-------- DATA EXTRACT

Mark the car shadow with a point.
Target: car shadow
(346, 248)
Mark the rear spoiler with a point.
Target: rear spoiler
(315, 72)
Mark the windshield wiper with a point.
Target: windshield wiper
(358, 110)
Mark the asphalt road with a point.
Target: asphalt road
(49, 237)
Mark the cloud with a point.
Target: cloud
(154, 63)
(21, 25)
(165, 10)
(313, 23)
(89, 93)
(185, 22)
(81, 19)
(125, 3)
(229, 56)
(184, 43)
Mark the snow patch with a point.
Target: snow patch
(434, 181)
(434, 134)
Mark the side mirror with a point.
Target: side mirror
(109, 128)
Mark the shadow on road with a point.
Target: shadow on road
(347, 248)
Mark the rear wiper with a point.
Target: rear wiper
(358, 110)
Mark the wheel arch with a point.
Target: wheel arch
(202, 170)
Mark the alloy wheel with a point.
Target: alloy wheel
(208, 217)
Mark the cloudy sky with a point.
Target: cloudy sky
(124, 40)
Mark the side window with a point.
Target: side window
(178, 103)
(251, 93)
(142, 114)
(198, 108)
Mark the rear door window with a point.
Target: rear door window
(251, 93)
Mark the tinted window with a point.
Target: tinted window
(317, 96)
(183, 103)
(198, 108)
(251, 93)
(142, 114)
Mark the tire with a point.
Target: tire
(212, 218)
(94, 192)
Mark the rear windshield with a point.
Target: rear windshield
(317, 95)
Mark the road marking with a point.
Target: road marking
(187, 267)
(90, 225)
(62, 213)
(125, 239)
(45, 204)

----------------
-------- DATA EXTRACT

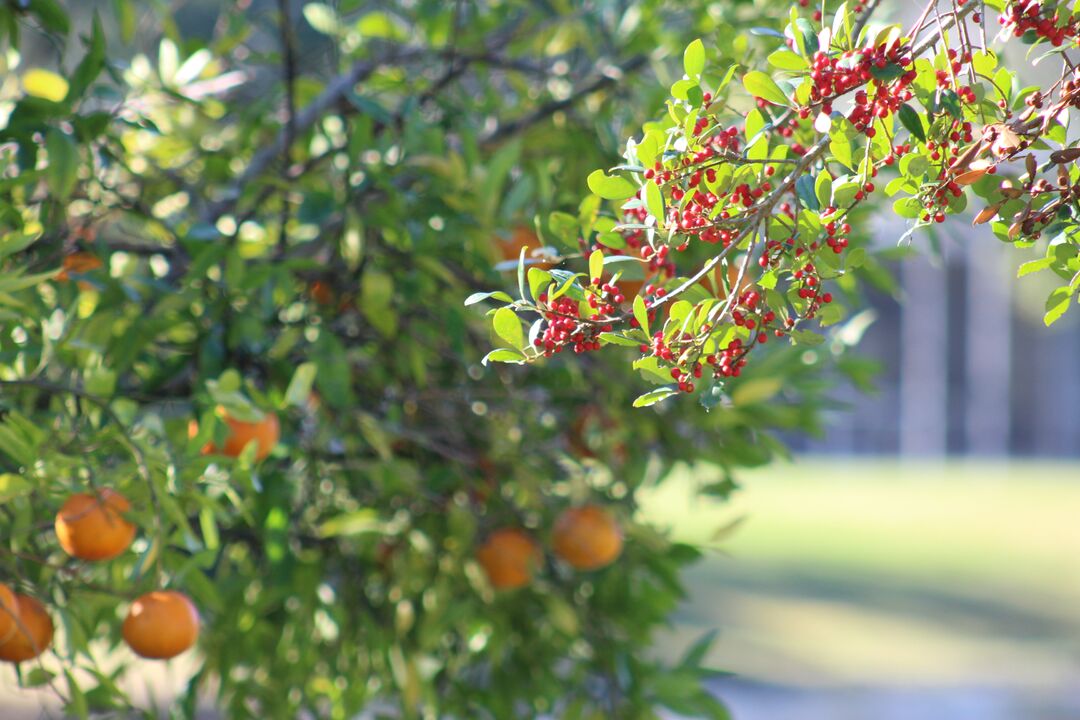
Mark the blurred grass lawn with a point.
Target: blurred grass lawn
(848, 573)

----------------
-------- DATA EXTRACT

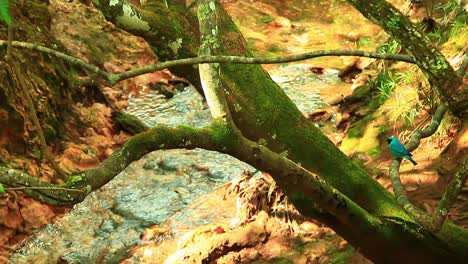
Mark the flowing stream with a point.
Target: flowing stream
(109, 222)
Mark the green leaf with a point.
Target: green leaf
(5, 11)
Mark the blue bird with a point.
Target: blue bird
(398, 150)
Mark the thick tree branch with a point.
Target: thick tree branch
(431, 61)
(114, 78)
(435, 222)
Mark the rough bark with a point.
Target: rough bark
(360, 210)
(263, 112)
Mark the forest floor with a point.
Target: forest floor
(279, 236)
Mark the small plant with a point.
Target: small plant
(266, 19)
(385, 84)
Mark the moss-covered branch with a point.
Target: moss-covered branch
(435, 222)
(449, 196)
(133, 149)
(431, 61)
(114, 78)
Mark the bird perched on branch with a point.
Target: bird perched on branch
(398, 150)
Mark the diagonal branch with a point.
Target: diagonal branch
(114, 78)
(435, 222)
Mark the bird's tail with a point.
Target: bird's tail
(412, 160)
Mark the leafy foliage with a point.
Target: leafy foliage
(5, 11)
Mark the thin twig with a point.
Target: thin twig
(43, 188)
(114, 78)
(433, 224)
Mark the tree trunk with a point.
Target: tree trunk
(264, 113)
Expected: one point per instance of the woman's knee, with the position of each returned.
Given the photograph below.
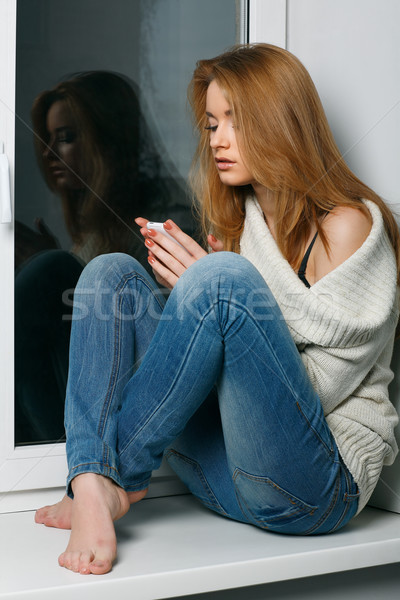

----------------

WHAT YOU NEED TO DO:
Among the records above, only the lines between the line holding "Mark the moss-covered branch with a point." and the line holding "Given the photograph below.", inclusive, are to be output, exactly as written.

TASK ANSWER:
Mark the moss-covered branch with a point.
Target: moss-covered branch
(435, 222)
(449, 196)
(133, 149)
(431, 61)
(114, 78)
Mark the bird perched on branch with a point.
Target: bird perched on branch
(398, 150)
Mark the diagonal branch with a point.
Target: diagonal branch
(114, 78)
(435, 222)
Mark the bird's tail with a point.
Target: bird's tail
(412, 160)
Mark the leafy foliage with a point.
Target: leafy foliage
(5, 11)
Mark the thin twig with a point.
Target: thin twig
(43, 188)
(114, 78)
(433, 224)
Mark the tree trunk with a point.
Target: tree trunk
(264, 113)
Expected: one point per instance of the woman's knee, with the position of each returned.
Given the photograph below.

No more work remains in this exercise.